**WHAT THE EXERCISE ASKS**
In the entries that follow, the lines from the one with "Look at the photo above. For each instance of the engraved" through the one with "wooden stand, put" are the ones to write out, exactly and with both ends included. Nothing else should appear.

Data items
┌────────

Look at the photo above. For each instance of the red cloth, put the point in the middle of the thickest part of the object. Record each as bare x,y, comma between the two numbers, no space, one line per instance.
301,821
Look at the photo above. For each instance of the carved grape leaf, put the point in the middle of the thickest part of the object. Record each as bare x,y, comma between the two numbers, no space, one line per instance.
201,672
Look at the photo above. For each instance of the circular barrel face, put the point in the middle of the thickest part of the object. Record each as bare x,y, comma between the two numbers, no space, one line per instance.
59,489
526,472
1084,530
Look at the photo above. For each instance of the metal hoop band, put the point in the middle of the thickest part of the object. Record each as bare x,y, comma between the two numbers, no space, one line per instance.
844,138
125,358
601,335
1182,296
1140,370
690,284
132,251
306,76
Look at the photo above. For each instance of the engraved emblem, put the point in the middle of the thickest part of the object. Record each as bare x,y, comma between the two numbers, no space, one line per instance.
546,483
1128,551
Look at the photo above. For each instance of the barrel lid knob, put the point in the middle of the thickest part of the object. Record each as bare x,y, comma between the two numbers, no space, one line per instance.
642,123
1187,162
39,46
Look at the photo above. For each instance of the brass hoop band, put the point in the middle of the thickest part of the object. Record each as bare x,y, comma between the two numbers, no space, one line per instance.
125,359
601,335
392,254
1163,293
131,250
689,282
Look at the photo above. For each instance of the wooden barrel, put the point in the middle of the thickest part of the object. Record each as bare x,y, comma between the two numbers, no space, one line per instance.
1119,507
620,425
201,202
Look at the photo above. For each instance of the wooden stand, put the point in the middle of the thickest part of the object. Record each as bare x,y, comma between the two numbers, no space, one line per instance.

└────────
┌────────

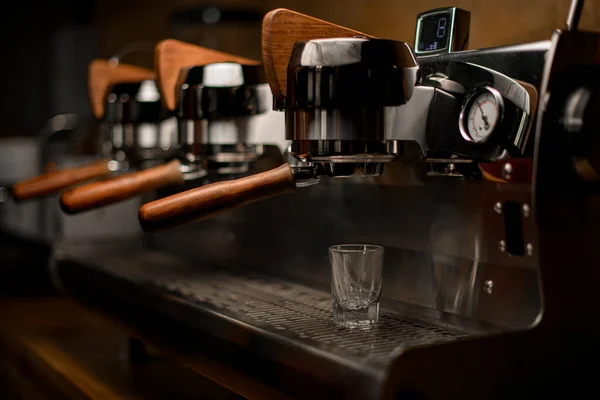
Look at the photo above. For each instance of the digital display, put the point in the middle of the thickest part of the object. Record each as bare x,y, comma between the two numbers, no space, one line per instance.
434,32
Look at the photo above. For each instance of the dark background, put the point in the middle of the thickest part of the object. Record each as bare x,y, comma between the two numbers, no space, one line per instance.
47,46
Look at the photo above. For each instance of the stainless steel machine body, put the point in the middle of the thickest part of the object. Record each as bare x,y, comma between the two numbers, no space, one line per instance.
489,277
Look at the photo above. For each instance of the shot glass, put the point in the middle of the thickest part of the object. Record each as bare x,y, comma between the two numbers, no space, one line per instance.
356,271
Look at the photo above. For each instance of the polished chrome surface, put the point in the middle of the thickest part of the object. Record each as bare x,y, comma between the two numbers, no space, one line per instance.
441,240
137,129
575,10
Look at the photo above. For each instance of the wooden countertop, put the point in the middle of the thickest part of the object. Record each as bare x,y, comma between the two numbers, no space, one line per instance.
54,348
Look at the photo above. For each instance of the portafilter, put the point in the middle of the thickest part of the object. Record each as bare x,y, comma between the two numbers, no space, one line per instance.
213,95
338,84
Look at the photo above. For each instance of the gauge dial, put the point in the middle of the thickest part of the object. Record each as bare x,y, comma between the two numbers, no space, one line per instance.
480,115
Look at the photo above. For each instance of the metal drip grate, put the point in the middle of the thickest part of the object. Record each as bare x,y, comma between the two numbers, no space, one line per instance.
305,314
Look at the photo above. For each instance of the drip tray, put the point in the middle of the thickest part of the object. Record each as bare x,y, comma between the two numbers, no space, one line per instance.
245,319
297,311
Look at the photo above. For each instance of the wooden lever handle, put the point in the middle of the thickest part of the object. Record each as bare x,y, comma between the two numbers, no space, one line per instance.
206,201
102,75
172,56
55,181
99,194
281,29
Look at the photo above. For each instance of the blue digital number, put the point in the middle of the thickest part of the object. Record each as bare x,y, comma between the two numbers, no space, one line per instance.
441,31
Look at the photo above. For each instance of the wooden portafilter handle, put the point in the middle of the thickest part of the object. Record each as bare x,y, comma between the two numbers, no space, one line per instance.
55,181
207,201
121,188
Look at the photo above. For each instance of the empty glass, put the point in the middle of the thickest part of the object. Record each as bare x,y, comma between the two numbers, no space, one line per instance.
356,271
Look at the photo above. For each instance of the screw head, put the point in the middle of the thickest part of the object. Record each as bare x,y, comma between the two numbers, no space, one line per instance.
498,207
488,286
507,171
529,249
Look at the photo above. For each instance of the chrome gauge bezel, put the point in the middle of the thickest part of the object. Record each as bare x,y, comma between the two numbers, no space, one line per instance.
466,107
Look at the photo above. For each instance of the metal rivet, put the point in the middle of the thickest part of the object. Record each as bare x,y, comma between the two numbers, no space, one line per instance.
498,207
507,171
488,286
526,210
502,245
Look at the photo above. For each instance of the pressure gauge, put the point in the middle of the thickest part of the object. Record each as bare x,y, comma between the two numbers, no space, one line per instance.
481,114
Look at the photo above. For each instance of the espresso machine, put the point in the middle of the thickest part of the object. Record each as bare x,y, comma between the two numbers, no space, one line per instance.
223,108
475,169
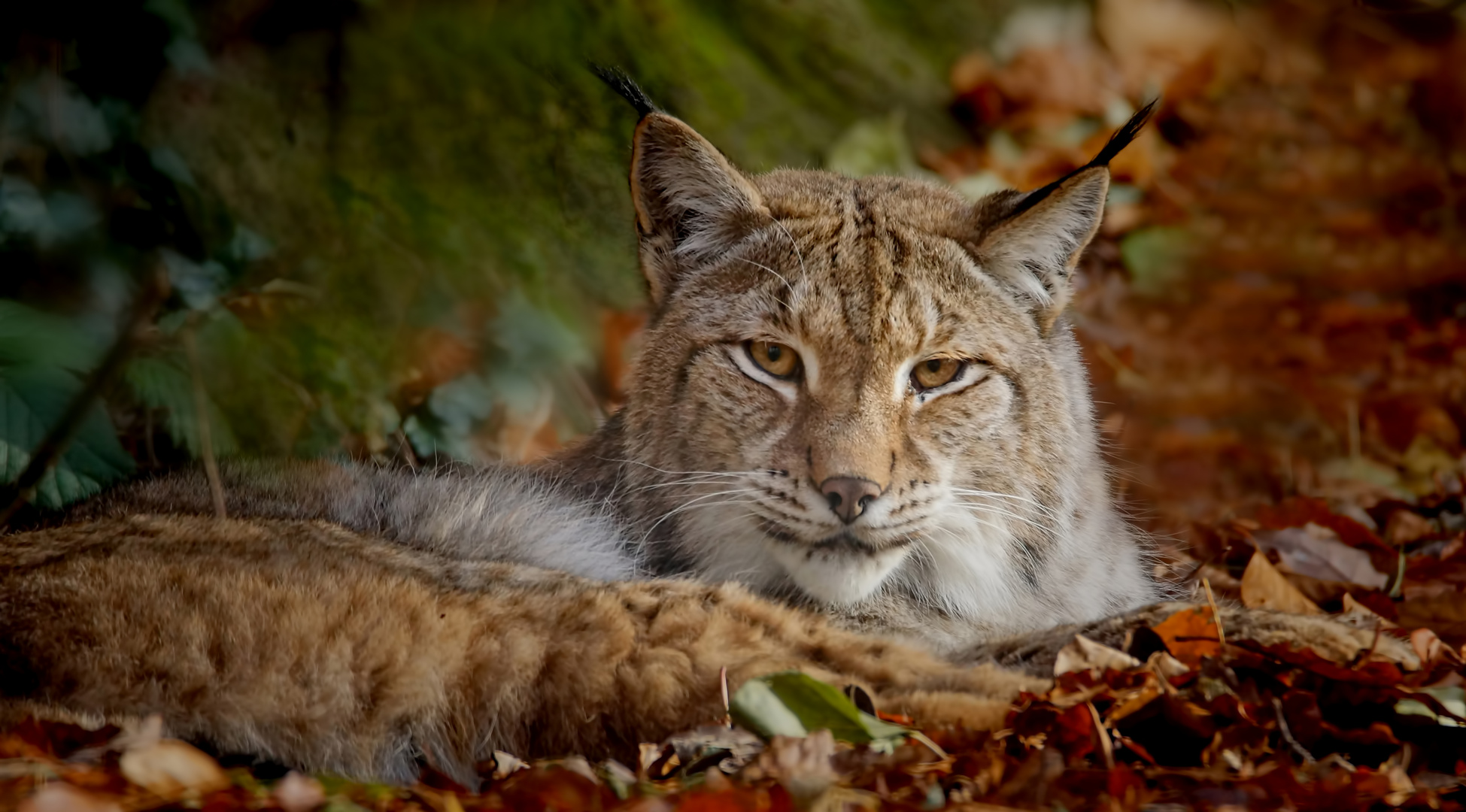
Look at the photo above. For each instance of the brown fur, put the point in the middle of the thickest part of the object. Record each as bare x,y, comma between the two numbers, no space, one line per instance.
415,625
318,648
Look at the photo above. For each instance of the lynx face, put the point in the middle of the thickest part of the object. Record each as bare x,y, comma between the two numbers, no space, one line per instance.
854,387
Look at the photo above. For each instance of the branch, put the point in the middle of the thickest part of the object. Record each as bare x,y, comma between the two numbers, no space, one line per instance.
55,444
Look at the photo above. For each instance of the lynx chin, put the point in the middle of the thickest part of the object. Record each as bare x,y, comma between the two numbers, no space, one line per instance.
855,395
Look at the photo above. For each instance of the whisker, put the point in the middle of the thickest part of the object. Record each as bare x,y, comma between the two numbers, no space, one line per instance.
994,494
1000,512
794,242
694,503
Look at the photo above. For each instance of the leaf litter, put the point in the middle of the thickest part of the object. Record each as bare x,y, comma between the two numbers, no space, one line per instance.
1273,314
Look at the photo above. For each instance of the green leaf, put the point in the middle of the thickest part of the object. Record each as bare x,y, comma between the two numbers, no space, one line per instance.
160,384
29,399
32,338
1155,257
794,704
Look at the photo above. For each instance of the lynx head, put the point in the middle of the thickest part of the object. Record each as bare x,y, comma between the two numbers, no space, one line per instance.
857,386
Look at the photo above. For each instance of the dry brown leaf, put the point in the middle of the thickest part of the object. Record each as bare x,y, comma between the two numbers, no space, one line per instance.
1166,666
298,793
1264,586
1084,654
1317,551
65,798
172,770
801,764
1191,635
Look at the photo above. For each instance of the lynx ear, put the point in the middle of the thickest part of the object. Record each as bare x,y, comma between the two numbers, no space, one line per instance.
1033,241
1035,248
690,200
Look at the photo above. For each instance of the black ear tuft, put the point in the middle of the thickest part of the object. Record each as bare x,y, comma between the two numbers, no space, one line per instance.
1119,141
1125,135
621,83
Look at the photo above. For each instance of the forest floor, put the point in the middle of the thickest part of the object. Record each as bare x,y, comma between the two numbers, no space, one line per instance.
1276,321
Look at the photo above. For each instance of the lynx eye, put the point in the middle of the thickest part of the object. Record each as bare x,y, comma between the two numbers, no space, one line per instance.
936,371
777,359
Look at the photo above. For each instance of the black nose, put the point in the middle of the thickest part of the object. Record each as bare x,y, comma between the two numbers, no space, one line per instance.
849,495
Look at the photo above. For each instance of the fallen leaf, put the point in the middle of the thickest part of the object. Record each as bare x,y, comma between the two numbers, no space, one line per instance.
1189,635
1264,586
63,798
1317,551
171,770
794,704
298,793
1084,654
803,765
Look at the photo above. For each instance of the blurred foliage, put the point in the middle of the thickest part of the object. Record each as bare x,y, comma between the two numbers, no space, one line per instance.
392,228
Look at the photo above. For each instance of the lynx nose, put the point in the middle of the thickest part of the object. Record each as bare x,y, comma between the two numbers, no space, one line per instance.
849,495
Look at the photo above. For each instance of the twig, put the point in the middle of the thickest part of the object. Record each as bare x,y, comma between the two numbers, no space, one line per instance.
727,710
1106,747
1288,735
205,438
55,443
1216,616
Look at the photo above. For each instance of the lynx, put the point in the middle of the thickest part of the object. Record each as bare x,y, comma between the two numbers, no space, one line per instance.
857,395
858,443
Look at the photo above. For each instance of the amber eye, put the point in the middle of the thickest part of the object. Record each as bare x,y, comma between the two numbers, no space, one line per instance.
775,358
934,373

└────────

**FINISHED EXERCISE**
Look at the photo above. For each instance of the engraved emblem, put the point in the middle of the thickest part of the object. Record each as bare x,y, comma between the two numbers, no space, one line per instance.
546,483
1128,551
Look at the photo above. For each instance of the barrel lid knob, put the point in the middle of the thickest part of the object. Record each as bare x,y, comma between the two numbers, no space, one line per instance.
642,123
1187,162
39,46
Look at the photo above. For each instance of the brass hoop band, put the point in the middle of the thickest part of the object. Record each as bare x,y, comma between the two numbers, no space, one line per instance.
125,359
601,335
392,254
1163,293
131,250
689,282
Look at the photo above. For each instance of the wooden barrel, put the point in the middle of the thickest part of the object. Record each as bare x,y, comma between the two numbers, no space, one line per instance.
1119,507
620,425
201,202
Look at the photo above. For each instance of the wooden stand, put the point in the middle of the thickest part of the object. Record each as bare x,y, comma between the two numbers, no space, one line per instance.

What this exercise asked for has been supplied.